Your task
Find every line of the material that contains the word "instance", and copy each of those lines. Case counts.

---

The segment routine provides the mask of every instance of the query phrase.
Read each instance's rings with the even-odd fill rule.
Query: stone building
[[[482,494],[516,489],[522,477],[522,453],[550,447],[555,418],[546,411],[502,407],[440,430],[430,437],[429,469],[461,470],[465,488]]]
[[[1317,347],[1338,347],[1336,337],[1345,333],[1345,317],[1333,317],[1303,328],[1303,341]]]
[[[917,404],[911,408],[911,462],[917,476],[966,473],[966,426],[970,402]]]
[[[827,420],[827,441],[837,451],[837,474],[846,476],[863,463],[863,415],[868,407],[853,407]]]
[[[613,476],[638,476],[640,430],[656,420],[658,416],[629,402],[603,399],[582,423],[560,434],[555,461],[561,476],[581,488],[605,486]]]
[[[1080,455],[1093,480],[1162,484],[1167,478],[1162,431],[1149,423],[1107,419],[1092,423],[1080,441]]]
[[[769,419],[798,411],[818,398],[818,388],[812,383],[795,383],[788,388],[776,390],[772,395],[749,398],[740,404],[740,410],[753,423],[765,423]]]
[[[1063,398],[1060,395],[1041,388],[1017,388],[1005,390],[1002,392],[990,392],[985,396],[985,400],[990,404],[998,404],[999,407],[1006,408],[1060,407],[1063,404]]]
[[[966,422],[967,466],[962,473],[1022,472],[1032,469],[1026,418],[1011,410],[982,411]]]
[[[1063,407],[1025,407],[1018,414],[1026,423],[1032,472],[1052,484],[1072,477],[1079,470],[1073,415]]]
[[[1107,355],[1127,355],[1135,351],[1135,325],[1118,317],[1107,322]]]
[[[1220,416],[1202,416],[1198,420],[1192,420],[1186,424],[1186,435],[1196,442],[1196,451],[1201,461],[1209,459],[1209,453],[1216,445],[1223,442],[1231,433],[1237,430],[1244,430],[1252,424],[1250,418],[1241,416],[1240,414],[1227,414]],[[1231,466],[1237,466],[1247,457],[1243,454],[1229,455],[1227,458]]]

---

Expected answer
The segment routine provides the mask of every instance of the query phrase.
Read each instance's rings with the even-odd fill rule.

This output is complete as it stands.